== Segment start ==
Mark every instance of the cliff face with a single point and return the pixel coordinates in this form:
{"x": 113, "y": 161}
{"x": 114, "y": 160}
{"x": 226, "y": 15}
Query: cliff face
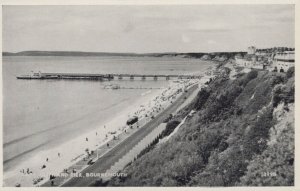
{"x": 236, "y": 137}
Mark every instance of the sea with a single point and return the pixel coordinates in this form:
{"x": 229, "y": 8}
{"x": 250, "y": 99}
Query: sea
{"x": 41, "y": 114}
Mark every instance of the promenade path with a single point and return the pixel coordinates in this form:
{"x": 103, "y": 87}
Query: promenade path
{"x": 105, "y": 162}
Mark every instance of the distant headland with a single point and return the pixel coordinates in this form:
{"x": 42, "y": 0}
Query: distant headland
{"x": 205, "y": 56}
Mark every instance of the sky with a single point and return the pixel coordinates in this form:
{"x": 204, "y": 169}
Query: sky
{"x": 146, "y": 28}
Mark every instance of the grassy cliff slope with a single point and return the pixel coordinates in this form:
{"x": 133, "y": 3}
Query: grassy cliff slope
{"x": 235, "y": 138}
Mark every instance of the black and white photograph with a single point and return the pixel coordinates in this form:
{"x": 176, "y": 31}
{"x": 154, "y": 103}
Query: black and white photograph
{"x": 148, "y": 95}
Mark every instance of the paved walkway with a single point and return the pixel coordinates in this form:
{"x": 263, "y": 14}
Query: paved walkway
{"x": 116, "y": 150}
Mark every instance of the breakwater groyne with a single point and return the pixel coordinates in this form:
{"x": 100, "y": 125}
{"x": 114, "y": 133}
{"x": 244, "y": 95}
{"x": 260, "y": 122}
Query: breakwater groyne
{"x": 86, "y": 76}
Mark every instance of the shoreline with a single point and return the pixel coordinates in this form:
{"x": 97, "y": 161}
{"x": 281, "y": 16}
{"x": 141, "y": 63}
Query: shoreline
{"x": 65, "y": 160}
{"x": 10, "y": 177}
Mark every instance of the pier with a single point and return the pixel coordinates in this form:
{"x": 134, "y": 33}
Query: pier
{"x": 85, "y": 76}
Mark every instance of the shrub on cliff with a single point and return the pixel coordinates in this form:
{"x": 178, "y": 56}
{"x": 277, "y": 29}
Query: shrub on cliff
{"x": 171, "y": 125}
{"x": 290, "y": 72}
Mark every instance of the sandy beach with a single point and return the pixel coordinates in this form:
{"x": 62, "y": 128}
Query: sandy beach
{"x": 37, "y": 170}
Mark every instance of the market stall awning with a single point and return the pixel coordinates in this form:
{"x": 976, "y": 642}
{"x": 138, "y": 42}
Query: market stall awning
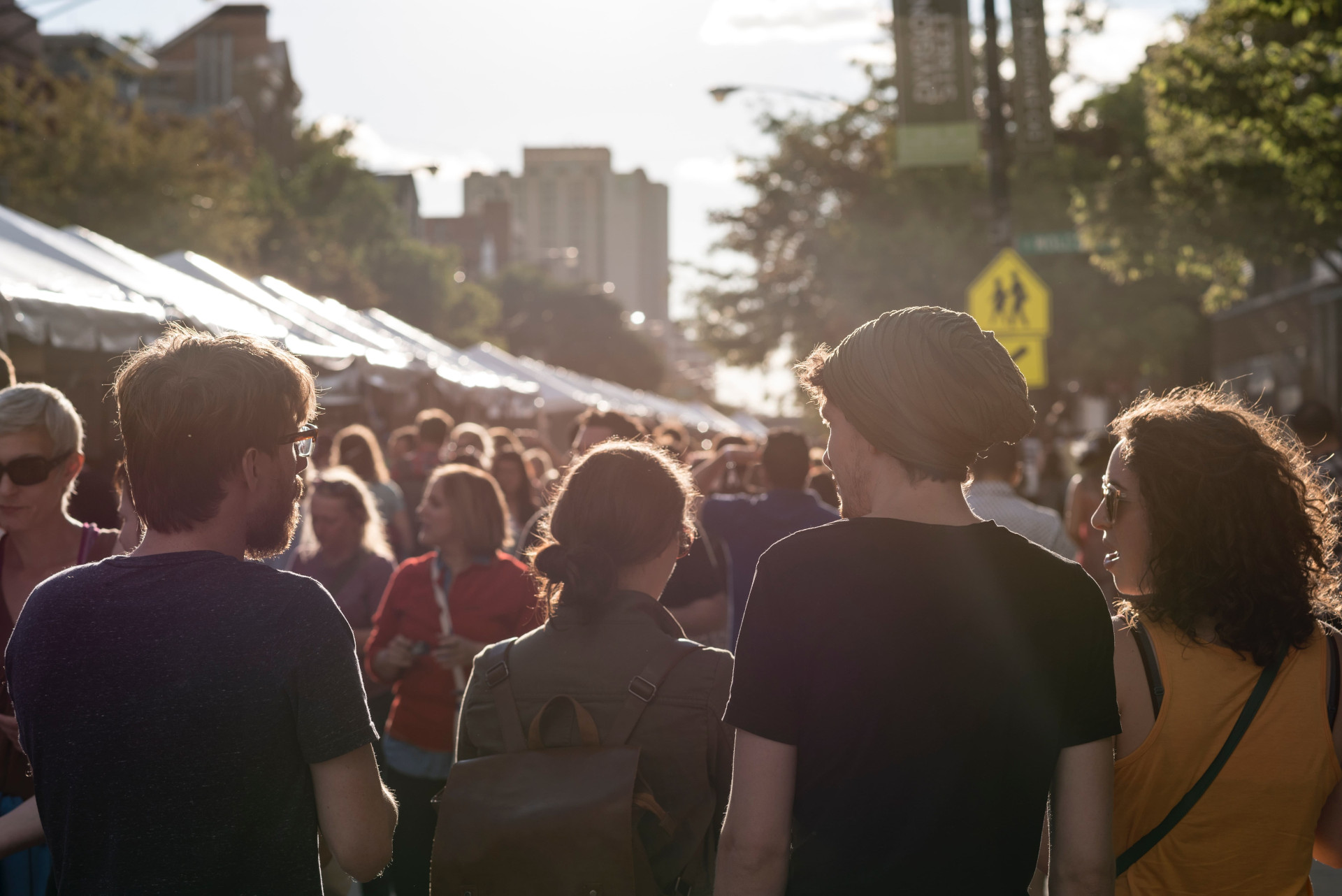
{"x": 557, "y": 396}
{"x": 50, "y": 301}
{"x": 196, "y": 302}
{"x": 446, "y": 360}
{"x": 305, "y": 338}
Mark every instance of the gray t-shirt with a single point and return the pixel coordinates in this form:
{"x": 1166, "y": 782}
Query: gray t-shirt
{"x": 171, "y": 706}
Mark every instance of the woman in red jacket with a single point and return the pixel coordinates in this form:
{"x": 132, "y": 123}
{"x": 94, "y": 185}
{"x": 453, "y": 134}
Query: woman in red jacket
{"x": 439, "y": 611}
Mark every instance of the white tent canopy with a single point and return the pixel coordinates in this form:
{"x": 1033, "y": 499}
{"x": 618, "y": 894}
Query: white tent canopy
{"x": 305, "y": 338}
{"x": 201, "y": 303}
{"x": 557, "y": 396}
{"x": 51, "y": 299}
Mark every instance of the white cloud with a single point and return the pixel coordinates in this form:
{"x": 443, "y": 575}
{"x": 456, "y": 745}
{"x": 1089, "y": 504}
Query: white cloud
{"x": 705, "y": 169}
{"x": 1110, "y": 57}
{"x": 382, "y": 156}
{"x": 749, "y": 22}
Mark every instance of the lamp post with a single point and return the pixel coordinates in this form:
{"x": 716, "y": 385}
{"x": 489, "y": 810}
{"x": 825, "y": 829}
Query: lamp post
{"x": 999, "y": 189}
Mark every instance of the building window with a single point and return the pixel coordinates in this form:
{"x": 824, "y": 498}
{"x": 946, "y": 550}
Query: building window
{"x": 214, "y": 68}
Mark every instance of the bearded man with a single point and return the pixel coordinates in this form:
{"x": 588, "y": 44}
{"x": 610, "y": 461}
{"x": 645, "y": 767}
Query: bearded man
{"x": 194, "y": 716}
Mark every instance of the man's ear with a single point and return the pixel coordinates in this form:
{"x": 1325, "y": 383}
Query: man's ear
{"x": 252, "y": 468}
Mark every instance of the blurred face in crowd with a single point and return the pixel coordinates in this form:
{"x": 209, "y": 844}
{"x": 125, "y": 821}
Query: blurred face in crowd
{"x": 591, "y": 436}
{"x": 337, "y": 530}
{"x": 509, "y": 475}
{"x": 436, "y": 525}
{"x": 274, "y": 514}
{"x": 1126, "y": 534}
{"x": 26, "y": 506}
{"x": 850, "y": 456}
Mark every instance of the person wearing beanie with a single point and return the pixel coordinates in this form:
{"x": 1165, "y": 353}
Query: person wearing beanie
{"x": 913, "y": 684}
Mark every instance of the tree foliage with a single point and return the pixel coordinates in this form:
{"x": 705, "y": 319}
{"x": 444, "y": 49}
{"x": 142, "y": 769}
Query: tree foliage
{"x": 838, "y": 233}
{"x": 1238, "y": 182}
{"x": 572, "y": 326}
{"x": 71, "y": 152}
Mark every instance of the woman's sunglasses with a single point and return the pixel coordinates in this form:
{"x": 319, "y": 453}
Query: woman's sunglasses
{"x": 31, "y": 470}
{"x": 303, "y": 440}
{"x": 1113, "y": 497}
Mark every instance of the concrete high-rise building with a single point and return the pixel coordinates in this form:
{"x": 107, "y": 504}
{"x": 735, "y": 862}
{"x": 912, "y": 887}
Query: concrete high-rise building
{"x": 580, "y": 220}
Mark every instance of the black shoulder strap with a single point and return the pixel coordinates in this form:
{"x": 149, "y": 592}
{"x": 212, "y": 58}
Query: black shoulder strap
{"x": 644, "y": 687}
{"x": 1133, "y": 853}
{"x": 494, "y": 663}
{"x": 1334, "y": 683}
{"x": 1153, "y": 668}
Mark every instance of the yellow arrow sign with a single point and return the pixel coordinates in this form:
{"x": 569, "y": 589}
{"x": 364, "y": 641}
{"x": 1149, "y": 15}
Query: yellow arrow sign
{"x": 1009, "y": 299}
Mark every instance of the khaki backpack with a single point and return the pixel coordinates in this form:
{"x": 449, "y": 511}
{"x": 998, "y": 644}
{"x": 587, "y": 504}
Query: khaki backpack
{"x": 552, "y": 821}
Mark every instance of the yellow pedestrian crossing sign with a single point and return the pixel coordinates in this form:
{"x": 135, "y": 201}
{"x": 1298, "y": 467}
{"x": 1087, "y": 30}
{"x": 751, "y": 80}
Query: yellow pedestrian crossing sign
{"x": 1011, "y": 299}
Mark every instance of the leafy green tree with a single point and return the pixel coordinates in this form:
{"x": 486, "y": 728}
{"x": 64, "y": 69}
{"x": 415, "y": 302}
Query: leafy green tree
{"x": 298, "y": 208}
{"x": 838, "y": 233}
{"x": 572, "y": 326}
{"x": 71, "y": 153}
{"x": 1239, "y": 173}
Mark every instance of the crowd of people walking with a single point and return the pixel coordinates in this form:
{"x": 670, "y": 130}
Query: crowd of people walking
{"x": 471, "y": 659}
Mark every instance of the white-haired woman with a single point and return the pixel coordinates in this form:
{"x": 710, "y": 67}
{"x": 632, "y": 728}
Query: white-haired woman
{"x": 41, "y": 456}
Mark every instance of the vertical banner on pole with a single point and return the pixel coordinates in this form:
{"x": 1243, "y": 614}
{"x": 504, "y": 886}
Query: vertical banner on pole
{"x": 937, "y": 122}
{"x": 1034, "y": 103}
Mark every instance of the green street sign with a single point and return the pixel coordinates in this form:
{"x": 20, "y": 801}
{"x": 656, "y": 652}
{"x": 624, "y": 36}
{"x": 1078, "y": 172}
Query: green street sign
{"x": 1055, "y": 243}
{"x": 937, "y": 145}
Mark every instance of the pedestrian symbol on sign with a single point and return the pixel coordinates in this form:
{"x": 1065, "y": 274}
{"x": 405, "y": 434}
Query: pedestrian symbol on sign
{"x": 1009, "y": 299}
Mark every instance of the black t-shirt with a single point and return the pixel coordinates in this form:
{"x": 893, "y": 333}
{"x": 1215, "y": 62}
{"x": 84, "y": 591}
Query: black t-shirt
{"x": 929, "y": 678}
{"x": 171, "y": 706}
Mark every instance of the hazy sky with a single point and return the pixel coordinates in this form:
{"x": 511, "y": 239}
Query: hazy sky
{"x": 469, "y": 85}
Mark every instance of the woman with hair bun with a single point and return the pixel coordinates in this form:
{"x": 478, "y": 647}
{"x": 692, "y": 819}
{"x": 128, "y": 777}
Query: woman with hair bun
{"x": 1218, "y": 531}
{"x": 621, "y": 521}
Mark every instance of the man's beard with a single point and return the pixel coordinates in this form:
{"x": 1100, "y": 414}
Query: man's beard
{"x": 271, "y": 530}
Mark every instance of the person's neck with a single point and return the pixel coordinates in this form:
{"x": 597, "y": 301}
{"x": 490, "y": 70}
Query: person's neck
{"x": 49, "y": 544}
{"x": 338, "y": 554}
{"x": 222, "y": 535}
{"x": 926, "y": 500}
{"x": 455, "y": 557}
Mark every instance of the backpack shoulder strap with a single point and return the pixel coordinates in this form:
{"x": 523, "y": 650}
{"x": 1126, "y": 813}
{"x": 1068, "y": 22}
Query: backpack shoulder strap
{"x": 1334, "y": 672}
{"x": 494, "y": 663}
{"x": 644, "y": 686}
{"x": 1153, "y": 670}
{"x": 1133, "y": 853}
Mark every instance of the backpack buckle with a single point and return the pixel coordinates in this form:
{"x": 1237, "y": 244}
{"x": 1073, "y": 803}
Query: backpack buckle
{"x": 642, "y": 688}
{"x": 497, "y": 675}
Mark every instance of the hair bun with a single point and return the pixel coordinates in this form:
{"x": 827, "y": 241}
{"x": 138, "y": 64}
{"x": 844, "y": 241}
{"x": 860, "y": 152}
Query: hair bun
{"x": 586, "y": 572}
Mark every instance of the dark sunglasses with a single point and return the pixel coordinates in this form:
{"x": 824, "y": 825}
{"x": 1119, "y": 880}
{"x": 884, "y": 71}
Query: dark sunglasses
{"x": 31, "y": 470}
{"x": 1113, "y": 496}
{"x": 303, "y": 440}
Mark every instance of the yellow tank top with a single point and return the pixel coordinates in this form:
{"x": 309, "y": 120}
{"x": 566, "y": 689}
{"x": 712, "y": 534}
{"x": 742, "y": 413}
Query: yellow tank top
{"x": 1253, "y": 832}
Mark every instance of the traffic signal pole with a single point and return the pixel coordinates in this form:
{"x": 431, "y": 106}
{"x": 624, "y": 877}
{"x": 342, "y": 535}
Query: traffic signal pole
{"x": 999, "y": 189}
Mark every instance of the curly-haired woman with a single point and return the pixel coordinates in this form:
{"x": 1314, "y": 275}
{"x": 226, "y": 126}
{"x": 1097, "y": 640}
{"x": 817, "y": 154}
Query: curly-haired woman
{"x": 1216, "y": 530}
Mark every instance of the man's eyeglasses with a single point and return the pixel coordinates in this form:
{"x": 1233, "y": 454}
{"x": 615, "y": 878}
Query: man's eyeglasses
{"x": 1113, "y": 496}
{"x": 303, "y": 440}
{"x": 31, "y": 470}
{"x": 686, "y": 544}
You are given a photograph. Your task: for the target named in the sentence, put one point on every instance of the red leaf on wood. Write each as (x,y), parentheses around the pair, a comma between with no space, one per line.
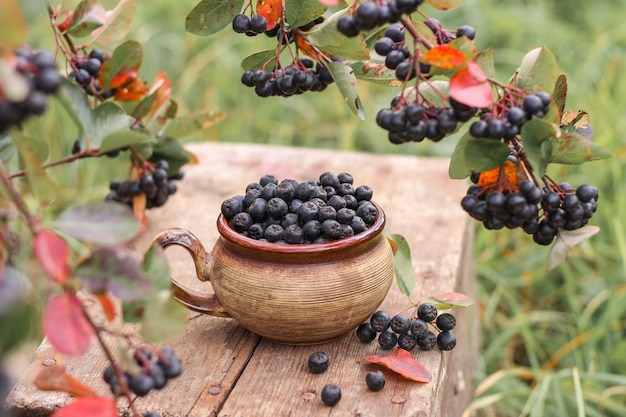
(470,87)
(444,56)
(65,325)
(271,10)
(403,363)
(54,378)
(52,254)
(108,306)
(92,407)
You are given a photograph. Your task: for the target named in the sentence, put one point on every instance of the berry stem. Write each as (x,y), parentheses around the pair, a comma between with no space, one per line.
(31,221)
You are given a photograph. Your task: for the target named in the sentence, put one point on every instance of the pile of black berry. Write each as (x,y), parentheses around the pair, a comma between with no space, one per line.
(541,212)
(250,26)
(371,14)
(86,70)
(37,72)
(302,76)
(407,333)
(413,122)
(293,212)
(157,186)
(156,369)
== Segment end ==
REQUIRED WORK. Of the entries above, transcribe exactly those lines that fall between the line containing "Mark every instance of the promenade" and the line containing "Mark every instance of the sandy", together with those two lines.

WORKED SOLUTION.
Mark every instance of the promenade path with a single point and return the pixel coordinates in this form:
{"x": 103, "y": 87}
Query: promenade path
{"x": 105, "y": 162}
Mark every instance of the distant headland with a single point and return the pixel coordinates in this form:
{"x": 42, "y": 0}
Query: distant headland
{"x": 205, "y": 56}
Mark every instance of the sky with a single point and return the pixel coordinates in this form:
{"x": 204, "y": 169}
Query: sky
{"x": 146, "y": 28}
Mark every instance of the grassy cliff slope with a single point and return the pixel coordinates in this form:
{"x": 133, "y": 3}
Query: grassy cliff slope
{"x": 235, "y": 138}
Mark every instance of the black and white photograph with a single point and return the pixel coordinates in this form:
{"x": 176, "y": 31}
{"x": 154, "y": 103}
Query: black and white photograph
{"x": 148, "y": 95}
Mark every instance of the paved walkway with a single point and return the pixel coordinates in this form:
{"x": 263, "y": 14}
Query: paved walkway
{"x": 116, "y": 150}
Mark every instance of the breakwater groyne with a single point and return the pixel coordinates in this form:
{"x": 100, "y": 125}
{"x": 114, "y": 133}
{"x": 244, "y": 95}
{"x": 260, "y": 122}
Query: breakwater groyne
{"x": 86, "y": 76}
Mark every instance of the shoreline with a single point and return the pixel coordinates in this form:
{"x": 97, "y": 161}
{"x": 281, "y": 16}
{"x": 141, "y": 63}
Query: shoreline
{"x": 65, "y": 160}
{"x": 10, "y": 177}
Mark every instance of the pier with a single point and return the pixel coordinates in this form:
{"x": 134, "y": 33}
Query: pier
{"x": 85, "y": 76}
Mark every instance of the shrub on cliff with a single point and return the pixel coordinates in this form:
{"x": 178, "y": 56}
{"x": 277, "y": 29}
Query: shrub on cliff
{"x": 171, "y": 125}
{"x": 290, "y": 72}
Mark every instance of the sandy beach with a single point and return the pixel coordinates in this form:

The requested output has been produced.